RECORDS:
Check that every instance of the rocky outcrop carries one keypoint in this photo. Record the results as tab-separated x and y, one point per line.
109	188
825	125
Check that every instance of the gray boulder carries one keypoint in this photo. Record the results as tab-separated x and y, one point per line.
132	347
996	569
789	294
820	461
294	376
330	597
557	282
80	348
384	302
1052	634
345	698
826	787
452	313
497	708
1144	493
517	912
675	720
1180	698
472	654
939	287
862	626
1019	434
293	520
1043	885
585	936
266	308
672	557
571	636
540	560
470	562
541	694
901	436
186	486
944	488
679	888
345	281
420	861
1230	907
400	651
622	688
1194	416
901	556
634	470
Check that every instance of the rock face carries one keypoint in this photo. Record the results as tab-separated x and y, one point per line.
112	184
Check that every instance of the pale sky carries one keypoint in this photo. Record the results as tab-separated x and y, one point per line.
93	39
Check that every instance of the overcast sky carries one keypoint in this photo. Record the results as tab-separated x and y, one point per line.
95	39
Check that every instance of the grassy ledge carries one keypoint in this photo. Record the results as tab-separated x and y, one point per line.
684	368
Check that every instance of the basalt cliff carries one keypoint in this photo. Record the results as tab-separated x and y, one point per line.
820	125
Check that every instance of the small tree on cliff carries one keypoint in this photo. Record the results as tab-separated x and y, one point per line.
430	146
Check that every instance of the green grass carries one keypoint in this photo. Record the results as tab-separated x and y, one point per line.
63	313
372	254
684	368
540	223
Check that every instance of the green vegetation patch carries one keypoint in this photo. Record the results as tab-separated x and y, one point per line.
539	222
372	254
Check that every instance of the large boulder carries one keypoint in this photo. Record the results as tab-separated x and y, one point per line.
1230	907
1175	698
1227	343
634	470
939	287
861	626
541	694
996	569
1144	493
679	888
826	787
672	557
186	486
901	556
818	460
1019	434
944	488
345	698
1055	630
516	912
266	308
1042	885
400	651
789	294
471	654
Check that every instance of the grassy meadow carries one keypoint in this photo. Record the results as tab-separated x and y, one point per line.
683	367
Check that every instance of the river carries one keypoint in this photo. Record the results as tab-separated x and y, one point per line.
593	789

GIVEN REQUEST:
Rewrite all the entries above as a numbered list, leaving out any blank lines.

FINISHED TASK:
1. Check that every instance of the rocky outcrop carries one keypoint in this photo. Record the results as tab-separated x and y, one point per line.
2. 109	188
3. 825	125
4. Check that every instance of the gray boulder carries one keypoint in this photo. Record the results as tab-separated x and y, one point per line.
5. 132	347
6. 996	569
7. 789	294
8. 820	461
9. 294	376
10. 330	597
11. 557	282
12. 80	348
13. 384	302
14. 1052	634
15. 345	698
16. 826	787
17. 452	313
18. 497	708
19. 1144	493
20. 517	912
21. 675	720
22. 1180	698
23. 472	654
24. 939	287
25. 862	626
26. 1019	434
27. 293	520
28. 1043	885
29. 585	936
30. 266	308
31. 672	557
32. 571	636
33. 540	560
34. 470	562
35. 541	694
36. 901	436
37. 186	486
38. 944	488
39. 679	888
40. 345	281
41. 420	861
42. 1230	907
43. 400	651
44. 622	688
45. 1194	416
46. 901	556
47. 634	470
48. Check that every instance of the rock face carries one keypoint in this photo. Record the results as tab-separated x and y, one point per line.
49. 112	184
50. Check that every instance of the pale sky carries one keypoint in this photo. Record the results as tab-separated x and y, one point per line.
51. 93	39
52. Check that every instance of the overcast sky carries one keypoint in this photo. Record the results as tab-separated x and y, one point per line.
53. 95	39
54. Check that every instance of the grassy ledge carries one keypoint in this photo. Record the results as tab-separated x and y, one point per line.
55. 684	368
56. Check that every instance of the basalt cliff carries one keypoint in this photo. Record the results as tab-separated x and y, one point per line.
57. 820	125
58. Check that every instance of the small tree on cliff carries one keypoint in this photo. Record the results as tab-separated x and y, one point per line.
59. 430	146
60. Check that every instance of the green grass carries one keypoint in this photo. Record the results as tab-separated x and y, one point per line.
61. 63	313
62. 372	254
63. 684	368
64. 540	223
65. Check that every instance of the green vegetation patch carries one keypoint in this photo. Record the results as tab-separated x and y, one point per line.
66. 539	222
67. 372	254
68. Check that every instance of the large boulder carries one keypoint in this photo. Record the results as tab-separated x and y, one point per line.
69. 1230	907
70. 1175	698
71. 1227	343
72. 634	470
73. 939	287
74. 861	626
75. 541	694
76. 996	569
77. 1144	493
78. 679	888
79. 826	787
80. 672	557
81. 186	486
82. 901	556
83. 818	460
84. 1019	434
85. 944	488
86. 345	698
87. 1055	630
88. 516	912
89. 266	308
90. 1042	885
91. 400	651
92. 789	294
93. 471	654
94. Check that every instance of the grassy meadow carries one keypoint in this photo. Record the results as tab-separated x and y, one point per line.
95. 683	367
96. Check that every instance of the river carries one keypoint in this photo. Record the results as tab-separated x and y, one point per line.
97. 593	789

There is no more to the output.